**WHAT THE EXERCISE ASKS**
Copy every line of the rows below, requests included, and multiply each coordinate in the path answers by 2.3, rounding to whole numbers with halves rounded up.

**ENTRIES SHOWN**
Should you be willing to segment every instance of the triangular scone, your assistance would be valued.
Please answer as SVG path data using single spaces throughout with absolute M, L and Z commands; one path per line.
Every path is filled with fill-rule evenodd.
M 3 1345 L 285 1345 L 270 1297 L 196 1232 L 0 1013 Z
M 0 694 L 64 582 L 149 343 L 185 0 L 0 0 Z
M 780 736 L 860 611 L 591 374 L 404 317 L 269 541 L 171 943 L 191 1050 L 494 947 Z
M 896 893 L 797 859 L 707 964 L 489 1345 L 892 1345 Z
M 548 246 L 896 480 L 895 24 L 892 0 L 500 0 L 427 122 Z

**TASK RESPONSE**
Should you be willing to segment every instance of the triangular scone, your assistance would be valued.
Please answer as SVG path data using single spaces throughout with absolute M, L and Z commands; one path per line.
Every path is filled with fill-rule evenodd.
M 7 3094 L 656 3094 L 621 2983 L 451 2834 L 0 2330 Z
M 0 1596 L 147 1339 L 343 789 L 426 0 L 0 0 Z
M 1794 1693 L 1978 1405 L 1359 860 L 929 729 L 619 1244 L 393 2169 L 439 2415 L 1136 2178 Z
M 2061 2054 L 1833 1976 L 1626 2217 L 1125 3094 L 2052 3094 Z
M 1260 566 L 2061 1104 L 2059 55 L 2052 0 L 1150 0 L 982 281 Z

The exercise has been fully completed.